> _Task_
Answer these three questions using the pandas label-encoding post.
1. What does the asker's python --version return?
2. Which pandas method did the asker try before posting?
3. In the expected data, which Order_Num value do the last two rows share?

I am trying to accomplish something I thought would be easy: Take three columns from my dataframe, use a label encoder to encode them, and simply replace the current values with the new values.
I have a dataframe that looks like this:
| Order_Num | Part_Num | Site | BUILD_ID |
| MO100161015 | PPT-100K39 | BALT | A001 |
| MO100203496 | MDF-925R36 | BALT | A001 |
| MO100203498 | PPT-825R34 | BALT | A001 |
| MO100244071 | MDF-323DCN | BALT | A001 |
| MO100244071 | MDF-888888 | BALT | A005 |
I am essentially trying to use sklearn's LabelEncoder() to switch my String variables to numeric. Currently, I have a function str_to_num where I feed it a column and it returns me an array (column) of the converted data. It works great.
However, I am struggling to remove the old data from my dataframe and add it to the new. My script is below:
from sklearn.ensemble import RandomForestRegressor
from sklearn.model_selection import train_test_split
from sklearn import preprocessing
import pandas as pd
import numpy as np
# Convert the passed in column
def str_to_num(arr):
le = preprocessing.LabelEncoder()
array_of_parts = []
for x in arr:
array_of_parts.append(x)
new_arr = le.fit_transform(array_of_parts)
return new_arr
# read in data from csv
data = pd.read_csv('test.csv')
print(data)
# Create the new data
converted_column = str_to_num(data['Order_Num'])
print(converted_column)
# How can I replace data['Order_Num'] with the values in converted_column?
# Drop the old data
dropped = data.drop('Order_Num', axis=1)
# Add the new_data column to the place where the old data was?
Given my current script, how can I replace the values in the 'Order_Num' column with those in converted_column? I have tried [pandas.DataFrame.replace][1], but that replaces specific values, and I don't know how to map that to the returned data.
I would hope my expected data to be:
| Order_Num | Part_Num | Site | BUILD_ID |
| 0 | PPT-100K39 | BALT | A001 |
| 1 | MDF-925R36 | BALT | A001 |
| 2 | PPT-825R34 | BALT | A001 |
| 3 | MDF-323DCN | BALT | A001 |
| 3 | MDF-888888 | BALT | A005 |
My python --version returns
3.6.7

> _Location identification entries_
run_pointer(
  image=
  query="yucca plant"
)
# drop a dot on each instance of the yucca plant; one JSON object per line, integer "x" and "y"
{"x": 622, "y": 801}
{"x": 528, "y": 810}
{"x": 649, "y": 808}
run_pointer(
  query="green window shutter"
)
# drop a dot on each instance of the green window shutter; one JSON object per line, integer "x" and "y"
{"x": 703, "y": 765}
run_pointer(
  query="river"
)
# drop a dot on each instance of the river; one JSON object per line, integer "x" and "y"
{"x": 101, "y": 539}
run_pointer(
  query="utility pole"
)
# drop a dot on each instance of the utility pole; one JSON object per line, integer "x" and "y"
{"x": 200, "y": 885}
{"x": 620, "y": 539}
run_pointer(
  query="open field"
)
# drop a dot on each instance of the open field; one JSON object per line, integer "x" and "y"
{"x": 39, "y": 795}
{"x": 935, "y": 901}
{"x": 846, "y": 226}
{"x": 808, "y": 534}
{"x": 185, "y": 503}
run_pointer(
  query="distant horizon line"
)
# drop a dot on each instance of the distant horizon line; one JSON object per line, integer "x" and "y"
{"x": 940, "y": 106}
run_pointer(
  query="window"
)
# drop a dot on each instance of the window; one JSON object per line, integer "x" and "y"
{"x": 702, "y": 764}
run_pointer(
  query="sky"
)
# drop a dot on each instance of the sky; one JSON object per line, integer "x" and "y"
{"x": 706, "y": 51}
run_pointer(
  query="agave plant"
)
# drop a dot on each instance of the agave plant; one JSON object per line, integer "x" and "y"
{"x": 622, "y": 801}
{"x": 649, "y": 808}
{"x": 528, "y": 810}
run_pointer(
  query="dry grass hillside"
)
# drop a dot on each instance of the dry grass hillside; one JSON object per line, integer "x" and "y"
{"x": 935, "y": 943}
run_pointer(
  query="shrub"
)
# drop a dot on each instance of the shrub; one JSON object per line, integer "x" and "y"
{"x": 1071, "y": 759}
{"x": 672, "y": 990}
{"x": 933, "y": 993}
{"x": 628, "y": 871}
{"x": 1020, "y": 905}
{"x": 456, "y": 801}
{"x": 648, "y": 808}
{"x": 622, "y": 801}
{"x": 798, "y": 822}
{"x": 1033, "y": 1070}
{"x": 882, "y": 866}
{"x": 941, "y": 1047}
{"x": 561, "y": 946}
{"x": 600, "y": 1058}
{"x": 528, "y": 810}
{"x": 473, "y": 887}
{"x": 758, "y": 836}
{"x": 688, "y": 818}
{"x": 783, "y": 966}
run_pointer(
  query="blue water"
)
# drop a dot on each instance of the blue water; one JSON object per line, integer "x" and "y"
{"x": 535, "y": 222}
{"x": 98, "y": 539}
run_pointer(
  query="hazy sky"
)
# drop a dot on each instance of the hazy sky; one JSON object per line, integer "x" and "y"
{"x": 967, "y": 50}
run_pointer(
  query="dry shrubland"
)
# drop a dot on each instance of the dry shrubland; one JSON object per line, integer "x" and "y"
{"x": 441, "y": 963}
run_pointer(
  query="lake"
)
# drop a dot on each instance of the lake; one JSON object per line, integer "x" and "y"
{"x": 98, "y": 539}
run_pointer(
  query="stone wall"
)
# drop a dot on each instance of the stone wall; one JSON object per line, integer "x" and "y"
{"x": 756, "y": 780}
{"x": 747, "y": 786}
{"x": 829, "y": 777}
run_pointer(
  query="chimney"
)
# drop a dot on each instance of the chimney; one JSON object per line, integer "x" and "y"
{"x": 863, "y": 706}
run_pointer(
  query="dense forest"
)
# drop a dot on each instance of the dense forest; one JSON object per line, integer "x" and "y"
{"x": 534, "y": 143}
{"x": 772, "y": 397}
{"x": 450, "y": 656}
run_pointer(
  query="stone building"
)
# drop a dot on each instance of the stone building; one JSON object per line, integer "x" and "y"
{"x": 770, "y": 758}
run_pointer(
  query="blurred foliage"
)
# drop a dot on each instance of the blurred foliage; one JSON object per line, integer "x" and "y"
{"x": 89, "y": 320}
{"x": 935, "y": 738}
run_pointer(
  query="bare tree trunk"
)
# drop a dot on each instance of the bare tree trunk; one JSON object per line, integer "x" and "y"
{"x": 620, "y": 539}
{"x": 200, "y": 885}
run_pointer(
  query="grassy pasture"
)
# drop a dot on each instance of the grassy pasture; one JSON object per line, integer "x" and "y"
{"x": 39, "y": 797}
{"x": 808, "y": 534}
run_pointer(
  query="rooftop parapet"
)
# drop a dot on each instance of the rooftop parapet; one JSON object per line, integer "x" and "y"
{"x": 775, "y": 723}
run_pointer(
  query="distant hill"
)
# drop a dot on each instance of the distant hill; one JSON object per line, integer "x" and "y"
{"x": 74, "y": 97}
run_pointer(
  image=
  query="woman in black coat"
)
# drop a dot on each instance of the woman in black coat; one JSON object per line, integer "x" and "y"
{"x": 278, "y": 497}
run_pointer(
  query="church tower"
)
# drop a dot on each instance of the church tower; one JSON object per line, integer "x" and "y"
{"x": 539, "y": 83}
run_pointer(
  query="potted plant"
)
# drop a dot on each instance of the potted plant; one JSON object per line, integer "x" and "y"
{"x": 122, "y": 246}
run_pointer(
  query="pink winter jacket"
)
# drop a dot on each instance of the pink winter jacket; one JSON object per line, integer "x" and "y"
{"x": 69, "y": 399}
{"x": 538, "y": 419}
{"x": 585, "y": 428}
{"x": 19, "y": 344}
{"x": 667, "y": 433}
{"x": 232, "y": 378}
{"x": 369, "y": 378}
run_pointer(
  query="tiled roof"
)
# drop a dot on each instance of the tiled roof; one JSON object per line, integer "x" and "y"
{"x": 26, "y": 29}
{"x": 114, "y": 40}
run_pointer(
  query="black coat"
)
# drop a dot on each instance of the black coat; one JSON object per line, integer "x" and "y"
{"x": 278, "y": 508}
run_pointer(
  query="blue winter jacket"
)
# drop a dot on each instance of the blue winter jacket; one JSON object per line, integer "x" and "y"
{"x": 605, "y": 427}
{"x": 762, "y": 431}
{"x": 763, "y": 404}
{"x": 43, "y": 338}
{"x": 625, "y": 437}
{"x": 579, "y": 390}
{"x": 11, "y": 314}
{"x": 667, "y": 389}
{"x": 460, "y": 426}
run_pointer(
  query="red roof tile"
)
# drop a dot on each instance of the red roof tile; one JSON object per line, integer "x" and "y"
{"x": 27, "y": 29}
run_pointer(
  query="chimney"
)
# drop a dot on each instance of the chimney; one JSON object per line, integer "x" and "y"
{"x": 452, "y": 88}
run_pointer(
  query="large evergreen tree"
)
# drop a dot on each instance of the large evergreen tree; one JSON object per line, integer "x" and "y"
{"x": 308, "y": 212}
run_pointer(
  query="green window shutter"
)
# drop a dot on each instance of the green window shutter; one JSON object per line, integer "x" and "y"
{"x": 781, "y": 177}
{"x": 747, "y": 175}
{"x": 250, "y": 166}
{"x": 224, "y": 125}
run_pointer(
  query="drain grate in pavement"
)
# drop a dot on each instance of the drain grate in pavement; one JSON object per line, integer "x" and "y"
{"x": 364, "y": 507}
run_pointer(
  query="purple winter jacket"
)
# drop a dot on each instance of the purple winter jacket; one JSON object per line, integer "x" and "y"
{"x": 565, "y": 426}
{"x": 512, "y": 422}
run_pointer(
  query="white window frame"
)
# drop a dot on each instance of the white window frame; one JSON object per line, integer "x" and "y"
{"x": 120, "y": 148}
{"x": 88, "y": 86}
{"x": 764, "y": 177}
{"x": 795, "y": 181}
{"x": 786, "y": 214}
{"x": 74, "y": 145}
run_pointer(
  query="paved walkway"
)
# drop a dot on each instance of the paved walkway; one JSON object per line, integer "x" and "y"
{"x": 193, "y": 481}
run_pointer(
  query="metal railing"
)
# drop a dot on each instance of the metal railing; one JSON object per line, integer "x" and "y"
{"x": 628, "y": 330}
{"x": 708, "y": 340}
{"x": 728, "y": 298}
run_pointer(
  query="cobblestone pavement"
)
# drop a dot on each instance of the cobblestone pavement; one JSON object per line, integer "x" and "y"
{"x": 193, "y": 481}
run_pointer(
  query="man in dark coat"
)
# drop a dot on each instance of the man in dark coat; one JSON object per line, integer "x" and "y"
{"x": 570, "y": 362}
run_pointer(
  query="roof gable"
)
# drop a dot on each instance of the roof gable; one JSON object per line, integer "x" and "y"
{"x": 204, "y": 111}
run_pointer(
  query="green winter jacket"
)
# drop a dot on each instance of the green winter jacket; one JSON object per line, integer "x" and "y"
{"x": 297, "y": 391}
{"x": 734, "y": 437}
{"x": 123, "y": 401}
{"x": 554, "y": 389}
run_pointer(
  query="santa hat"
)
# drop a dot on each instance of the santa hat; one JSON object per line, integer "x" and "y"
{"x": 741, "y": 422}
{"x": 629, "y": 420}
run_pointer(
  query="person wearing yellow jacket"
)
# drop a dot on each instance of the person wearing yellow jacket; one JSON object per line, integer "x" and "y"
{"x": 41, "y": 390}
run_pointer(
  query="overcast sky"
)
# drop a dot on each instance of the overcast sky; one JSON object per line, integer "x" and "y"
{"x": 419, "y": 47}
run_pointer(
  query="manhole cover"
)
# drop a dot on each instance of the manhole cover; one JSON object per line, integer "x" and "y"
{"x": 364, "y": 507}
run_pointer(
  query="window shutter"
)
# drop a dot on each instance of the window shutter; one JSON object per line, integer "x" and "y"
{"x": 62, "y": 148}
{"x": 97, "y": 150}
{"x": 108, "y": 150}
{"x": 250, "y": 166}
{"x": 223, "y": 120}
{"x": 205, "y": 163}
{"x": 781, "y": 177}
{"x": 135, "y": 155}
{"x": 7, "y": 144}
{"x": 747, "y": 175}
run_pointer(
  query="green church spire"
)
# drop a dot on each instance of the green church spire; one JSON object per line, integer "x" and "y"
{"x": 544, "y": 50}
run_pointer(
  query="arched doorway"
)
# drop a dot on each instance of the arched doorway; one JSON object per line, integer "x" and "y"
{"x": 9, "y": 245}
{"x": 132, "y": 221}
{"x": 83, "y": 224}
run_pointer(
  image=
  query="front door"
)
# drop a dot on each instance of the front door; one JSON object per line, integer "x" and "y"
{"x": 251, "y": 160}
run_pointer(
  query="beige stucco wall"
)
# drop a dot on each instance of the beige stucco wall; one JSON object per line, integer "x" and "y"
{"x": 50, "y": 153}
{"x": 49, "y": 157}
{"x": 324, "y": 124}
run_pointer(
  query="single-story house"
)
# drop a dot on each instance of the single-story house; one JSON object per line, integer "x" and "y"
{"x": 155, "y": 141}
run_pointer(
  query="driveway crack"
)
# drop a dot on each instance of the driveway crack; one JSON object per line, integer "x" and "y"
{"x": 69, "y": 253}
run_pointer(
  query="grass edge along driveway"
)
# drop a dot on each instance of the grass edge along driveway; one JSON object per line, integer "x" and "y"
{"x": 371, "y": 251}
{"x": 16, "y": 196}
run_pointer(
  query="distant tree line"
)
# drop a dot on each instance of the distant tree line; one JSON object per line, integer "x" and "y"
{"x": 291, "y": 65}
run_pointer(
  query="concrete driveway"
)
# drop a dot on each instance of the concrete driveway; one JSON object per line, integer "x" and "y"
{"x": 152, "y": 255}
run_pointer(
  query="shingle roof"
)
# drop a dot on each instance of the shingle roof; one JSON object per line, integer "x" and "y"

> _The response_
1. 3.6.7
2. pandas.DataFrame.replace
3. 3